> _Material for the task_:
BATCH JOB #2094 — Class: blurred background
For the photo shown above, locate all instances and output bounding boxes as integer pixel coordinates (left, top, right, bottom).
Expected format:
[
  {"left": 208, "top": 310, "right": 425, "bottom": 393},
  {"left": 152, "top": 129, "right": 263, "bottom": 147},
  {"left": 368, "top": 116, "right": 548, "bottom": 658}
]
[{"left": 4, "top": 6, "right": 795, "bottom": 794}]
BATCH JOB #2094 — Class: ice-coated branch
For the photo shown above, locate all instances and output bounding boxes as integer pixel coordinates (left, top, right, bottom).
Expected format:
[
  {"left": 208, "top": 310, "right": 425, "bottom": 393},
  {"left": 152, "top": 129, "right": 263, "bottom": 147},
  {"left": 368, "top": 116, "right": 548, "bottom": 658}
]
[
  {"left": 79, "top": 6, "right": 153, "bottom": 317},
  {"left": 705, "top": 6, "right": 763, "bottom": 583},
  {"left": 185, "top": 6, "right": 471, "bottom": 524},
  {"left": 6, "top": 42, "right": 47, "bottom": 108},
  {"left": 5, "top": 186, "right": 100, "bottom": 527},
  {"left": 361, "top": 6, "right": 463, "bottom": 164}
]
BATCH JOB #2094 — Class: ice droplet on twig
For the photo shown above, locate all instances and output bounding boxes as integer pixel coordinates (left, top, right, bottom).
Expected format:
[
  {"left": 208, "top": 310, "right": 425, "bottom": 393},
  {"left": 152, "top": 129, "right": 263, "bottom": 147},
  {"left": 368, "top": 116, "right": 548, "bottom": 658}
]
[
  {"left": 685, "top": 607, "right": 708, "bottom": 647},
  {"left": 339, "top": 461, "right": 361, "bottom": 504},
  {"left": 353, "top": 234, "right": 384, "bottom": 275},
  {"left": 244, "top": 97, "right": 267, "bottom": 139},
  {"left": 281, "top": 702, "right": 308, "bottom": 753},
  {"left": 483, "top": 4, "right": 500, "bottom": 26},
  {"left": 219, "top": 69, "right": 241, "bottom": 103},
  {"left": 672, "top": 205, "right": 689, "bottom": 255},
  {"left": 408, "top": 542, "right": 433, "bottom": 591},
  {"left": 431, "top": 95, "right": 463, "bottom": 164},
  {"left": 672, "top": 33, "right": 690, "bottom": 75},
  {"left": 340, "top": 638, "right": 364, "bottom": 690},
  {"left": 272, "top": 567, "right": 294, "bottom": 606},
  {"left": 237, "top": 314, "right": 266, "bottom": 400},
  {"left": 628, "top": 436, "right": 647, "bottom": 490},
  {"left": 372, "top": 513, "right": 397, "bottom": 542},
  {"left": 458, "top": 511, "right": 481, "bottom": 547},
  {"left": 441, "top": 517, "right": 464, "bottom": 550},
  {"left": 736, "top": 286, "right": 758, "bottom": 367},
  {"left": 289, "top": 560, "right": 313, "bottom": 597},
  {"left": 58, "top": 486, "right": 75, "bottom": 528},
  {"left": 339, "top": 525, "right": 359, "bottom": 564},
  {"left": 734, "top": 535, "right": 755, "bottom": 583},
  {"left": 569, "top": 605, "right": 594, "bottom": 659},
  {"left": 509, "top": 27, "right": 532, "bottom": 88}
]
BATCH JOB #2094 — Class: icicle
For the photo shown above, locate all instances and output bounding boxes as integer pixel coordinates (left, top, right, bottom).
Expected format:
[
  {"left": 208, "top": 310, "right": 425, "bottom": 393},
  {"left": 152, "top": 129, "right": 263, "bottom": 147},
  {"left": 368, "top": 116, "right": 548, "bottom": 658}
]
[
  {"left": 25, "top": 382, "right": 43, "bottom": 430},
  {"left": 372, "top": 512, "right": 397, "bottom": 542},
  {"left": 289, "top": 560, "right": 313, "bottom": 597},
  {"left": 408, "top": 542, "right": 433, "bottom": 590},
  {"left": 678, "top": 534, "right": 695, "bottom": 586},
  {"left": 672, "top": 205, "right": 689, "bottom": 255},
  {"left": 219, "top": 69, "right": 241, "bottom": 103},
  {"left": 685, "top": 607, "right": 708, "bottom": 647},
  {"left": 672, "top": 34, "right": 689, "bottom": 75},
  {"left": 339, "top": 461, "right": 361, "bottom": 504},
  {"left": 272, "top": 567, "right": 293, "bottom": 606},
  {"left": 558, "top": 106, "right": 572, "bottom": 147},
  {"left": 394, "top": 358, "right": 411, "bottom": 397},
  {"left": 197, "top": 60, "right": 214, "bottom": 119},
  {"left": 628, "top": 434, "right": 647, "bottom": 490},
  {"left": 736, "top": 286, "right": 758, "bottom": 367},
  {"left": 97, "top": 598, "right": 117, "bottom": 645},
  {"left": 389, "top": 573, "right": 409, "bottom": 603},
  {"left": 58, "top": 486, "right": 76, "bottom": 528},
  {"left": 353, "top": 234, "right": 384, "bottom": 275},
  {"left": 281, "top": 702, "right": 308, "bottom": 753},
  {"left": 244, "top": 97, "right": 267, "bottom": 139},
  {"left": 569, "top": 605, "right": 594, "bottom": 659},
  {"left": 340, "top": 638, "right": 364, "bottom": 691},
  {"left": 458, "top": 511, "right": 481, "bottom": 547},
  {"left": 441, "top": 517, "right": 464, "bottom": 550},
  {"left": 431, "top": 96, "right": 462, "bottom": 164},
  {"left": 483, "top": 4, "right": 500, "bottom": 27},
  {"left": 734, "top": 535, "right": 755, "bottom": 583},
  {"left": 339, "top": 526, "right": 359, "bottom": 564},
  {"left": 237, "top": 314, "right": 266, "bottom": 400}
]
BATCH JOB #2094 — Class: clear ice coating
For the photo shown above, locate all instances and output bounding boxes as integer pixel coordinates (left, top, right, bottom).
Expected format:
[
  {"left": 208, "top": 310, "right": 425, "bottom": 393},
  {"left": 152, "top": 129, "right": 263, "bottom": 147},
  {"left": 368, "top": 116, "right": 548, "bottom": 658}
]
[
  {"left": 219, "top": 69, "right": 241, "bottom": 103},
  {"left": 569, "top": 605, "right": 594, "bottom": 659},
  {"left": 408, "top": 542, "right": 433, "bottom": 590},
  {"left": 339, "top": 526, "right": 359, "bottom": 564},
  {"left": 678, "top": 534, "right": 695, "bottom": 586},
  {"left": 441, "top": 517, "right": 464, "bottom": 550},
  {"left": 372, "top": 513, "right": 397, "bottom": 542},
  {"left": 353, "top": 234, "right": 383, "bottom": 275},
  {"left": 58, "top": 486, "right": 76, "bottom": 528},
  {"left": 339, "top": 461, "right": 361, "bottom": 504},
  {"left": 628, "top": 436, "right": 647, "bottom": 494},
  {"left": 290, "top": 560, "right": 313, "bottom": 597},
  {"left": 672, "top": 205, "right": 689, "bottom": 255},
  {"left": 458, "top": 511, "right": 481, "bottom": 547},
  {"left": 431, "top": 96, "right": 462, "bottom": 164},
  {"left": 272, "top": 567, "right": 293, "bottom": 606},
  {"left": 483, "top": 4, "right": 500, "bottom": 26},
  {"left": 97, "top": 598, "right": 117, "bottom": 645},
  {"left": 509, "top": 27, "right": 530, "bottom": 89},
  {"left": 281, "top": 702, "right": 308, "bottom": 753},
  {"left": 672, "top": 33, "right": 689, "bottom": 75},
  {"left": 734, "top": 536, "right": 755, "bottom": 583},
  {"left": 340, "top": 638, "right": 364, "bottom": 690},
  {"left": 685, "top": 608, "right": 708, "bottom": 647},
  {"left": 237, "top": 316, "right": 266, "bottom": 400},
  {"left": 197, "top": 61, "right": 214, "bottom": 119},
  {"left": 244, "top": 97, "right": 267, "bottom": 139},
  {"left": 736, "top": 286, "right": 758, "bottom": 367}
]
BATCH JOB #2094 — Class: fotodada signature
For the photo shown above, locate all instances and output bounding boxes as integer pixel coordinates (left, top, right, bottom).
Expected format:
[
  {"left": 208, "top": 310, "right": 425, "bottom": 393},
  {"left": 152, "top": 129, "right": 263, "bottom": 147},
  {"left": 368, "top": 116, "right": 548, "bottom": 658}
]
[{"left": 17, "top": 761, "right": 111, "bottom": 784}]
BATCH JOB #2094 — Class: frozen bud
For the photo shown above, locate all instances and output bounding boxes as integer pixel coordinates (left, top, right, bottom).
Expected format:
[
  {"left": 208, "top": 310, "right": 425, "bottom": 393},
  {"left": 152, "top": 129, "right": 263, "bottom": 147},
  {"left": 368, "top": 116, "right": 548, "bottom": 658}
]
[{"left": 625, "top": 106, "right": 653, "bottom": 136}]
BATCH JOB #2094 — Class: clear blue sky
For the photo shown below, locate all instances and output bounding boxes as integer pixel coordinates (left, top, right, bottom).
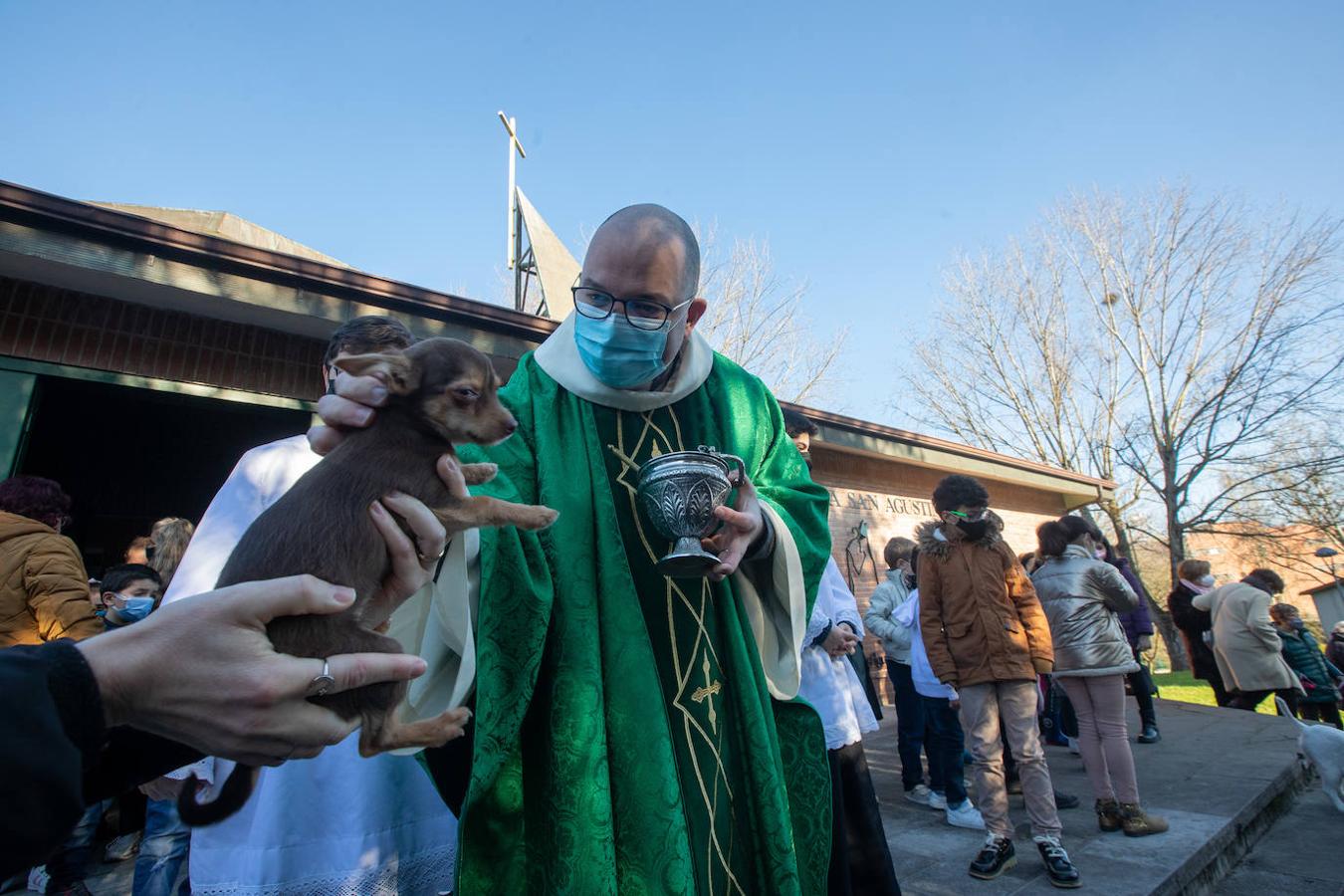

> _Work to be completed_:
Extract every line in the rows above that contains the word "Class", and copy each one out in full.

> _Solution_:
BATCH JOB #2094 — Class: blurred background
BATCH JOB #2094 — Class: ice-coated branch
BATCH JOB #2094 — Class: ice droplet on twig
BATCH JOB #2094 — Class: icicle
BATCH JOB #2094 — Class: clear ice coating
BATCH JOB #2094 — Class: fotodada signature
BATCH JOB #2094 — Class: frozen bud
BATCH JOB #2094 — Class: clear blue sky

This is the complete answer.